Work task 1
According to the review of Facing It, what four things does AIDS writing insistently witness?
Work task 2
Continue the review of Facing It from its last sentence, carrying on its discussion of Chambers's argument.

Given passage
BRYN MAWR REVIEW OF COMPARATIVE LITERATUREVolume 3, Number 2 (Fall 2002)
Ross Chambers, Facing It: AIDS Diaries and the Death of the Author.
Ann Arbor: University of Michigan Press, 1998.
145 pp. ISBN 0472109588.
Ross Chambers is one of our pre-eminent scholars of the nature of narrative. In Facing It, Chambers takes the case of AIDS writing--with its insistent witnessing of an epidemic, a historical and cultural moment, a death sentence, and the impulse to survive death through representation and storytelling and image--to argue that diseases can have rhetorical as well as somatic and moral stakes, and that the reader or viewer is as important as the writer or creator or producer of a text of witnessing. To witness, according to Chambers, “implies a certain belief in there being a future.” He goes on, “In a situation of extremity the desire to survive in order to tell the tale is the essential sign, whether or not that desire is requited, of a certain refusal to become merely a passive victim” (viii). The author dies, but the text survives because the author is “dying to tell,” and that mediated survival is a political act rendered authentic by the literal death of the author. The onus to continue the political action falls on the reader, and “reading is necessarily and inescapably a form of mourning” (32).

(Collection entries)

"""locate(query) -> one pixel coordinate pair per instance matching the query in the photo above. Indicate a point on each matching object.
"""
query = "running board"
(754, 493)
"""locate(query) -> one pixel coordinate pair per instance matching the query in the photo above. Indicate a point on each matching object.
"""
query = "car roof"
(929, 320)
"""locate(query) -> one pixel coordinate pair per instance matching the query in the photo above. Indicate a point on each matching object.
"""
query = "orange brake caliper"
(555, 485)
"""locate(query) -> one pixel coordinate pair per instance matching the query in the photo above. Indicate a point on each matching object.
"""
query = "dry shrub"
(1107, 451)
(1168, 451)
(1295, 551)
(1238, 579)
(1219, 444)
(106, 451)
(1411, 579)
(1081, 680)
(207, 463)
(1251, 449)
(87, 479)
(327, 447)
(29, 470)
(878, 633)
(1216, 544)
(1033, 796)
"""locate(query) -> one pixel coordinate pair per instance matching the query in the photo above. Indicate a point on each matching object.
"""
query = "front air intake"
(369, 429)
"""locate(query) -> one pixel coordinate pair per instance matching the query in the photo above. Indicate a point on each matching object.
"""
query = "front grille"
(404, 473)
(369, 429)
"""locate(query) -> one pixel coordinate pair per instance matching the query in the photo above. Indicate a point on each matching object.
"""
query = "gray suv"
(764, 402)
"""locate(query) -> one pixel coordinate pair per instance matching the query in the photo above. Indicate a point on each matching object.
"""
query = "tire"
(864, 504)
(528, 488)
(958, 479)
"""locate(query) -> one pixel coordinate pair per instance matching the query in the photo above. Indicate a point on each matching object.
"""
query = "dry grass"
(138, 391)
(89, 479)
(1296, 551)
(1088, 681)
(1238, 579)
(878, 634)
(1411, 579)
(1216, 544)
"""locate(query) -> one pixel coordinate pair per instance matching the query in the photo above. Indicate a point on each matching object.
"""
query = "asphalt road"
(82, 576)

Exercise response 1
- an epidemic
- a historical and cultural moment
- a death sentence
- the impulse to survive death through representation and storytelling and image

Exercise response 2
This process yields a narrative and representational circumstance in which the author survives his own death through the act of writing, and transfers from himself to the reader the responsibility of bearing witness. These stories witness rather than memorialize, and it is the telling of the story rather than the story itself to which they bear witness. Indeed, Chambers challenges the received notion that memory is the central fabric of classic autobiographies such as those by Augustine or Rousseau, and instead argues that the autobiographical impulse is “only in part memorializing and in fairly large part also about standing up to be counted” (6). Chambers argues that “ultimately it is necessary to read all AIDS diaries--the very existence of which signifies the choice to live one’s death and to write it, as an alternative to throwing in the towel” (Chambers’ italics, 16). AIDS autobiographies employ the structure of chronicle but they are episodic, contiguous, quotidian, and immediate, and they do not and cannot conclude. There can be no final entry. They pass on the obligation to tell and retell the story to the reader, in much the same way as HIV infection itself is transmitted. They transmit, according to Chambers, “the virus of writing and reading” as “a prophylactic practice” (8). The reader will acquire the markings of this virus as the writer has acquired the markings of a central trope of AIDS diaries, the lesions of Kaposi’s sarcoma.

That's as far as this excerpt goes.